正文
跳到主要内容

高性能协程池ants源码剖析

· 阅读需 13 分钟
ahKevinXy

简介

ants是什么

ants是一个高性能的 goroutine 池,实现了对大规模 goroutine 的调度管理、goroutine 复用,允许使用者在开发并发程序的时候限制 goroutine 数量,复用资源,达到更高效执行任务的效果。

功能特点

  • 自动调度海量的 goroutines,复用 goroutines
  • 定期清理过期的 goroutines,进一步节省资源
  • 提供了大量有用的接口:任务提交、获取运行中的 goroutine 数量、动态调整 Pool 大小、释放 Pool、重启 Pool
  • 优雅处理 panic,防止程序崩溃
  • 资源复用,极大节省内存使用量;在大规模批量并发任务场景下比原生 goroutine 并发具有更高的性能
  • 非阻塞机制

ants核心概念

  • Pool :协程池
  • WorkerArray:Pool池中的worker队列,存放所有的goWorker
  • goWorker:运行任务的实际执行者,它启动一个 goroutine 来接受任务并执行函数调用。

Pool协程池

Pool结构

Ants 提供了两种Pool结构:Pool和PoolWithFunc ;但两者逻辑大致一样,本文着重介绍Pool的结构

 // Pool accepts the tasks from client, it limits the total of goroutines to a given number by recycling goroutines.
type Pool struct {
// capacity of the pool, a negative value means that the capacity of pool is limitless, an infinite pool is used to
// avoid potential issue of endless blocking caused by nested usage of a pool: submitting a task to pool
// which submits a new task to the same pool.
// 协程池的容量
capacity int32

// running is the number of the currently running goroutines.
// 正在运行的goroutines的数量
running int32

// lock for protecting the worker queue.
// 锁,自旋锁,保护队列
lock sync.Locker

// workers is a slice that store the available workers.
// 存放池中所有的worker,workerArray包含可用workers队列和过期workers队列,只会从可用workers队列中取可用worker
workers workerArray

// state is used to notice the pool to closed itself.
// 记录池子的状态 (关闭、开启)
state int32

// cond for waiting to get an idle worker.
// 条件变量
cond *sync.Cond

// workerCache speeds up the obtainment of a usable worker in function:retrieveWorker.

任务要求
1: 根据正文回答下列问题:
(a) ants 提供了哪两种 Pool 结构?
(b) 按 Pool 结构体中的注释,capacity 取负值表示什么?
(c) 在核心概念部分,goWorker 启动什么来接受任务并执行函数调用?
2: 正文的 Pool 结构体代码中,哪些字段给出了类型声明?请列出这些字段,并写明各自的类型。

给定条目

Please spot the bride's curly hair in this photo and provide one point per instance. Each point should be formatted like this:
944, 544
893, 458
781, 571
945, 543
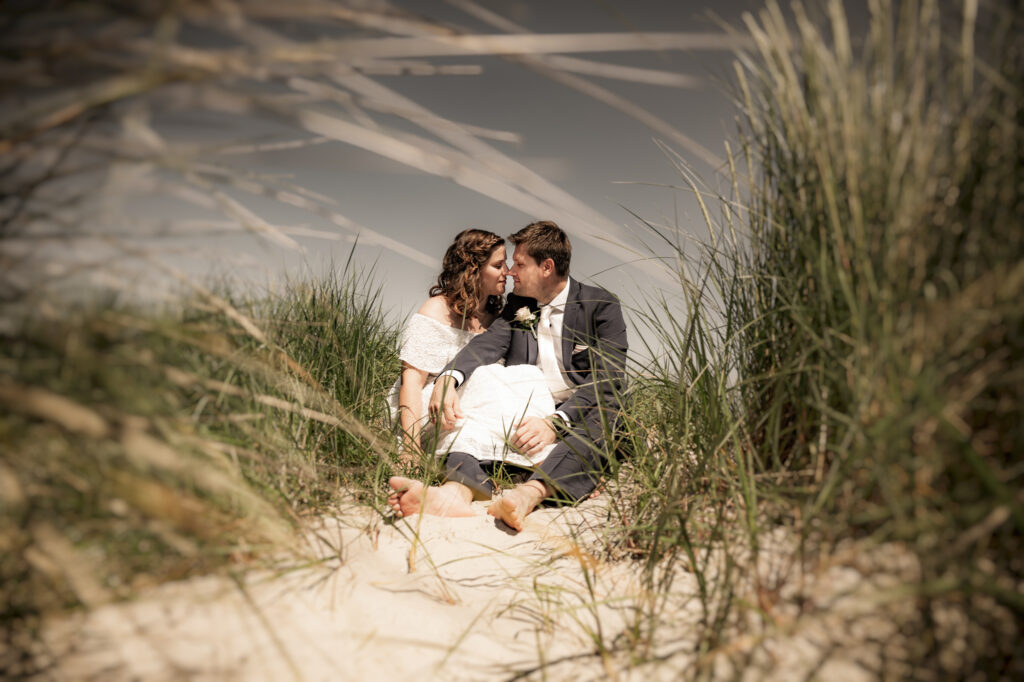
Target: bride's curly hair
459, 281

参考答案
1:
(a) Pool 和 PoolWithFunc。
(b) 表示协程池的容量没有上限。
(c) 启动一个 goroutine。

2:
capacity int32
running int32
lock sync.Locker
workers workerArray
state int32
cond *sync.Cond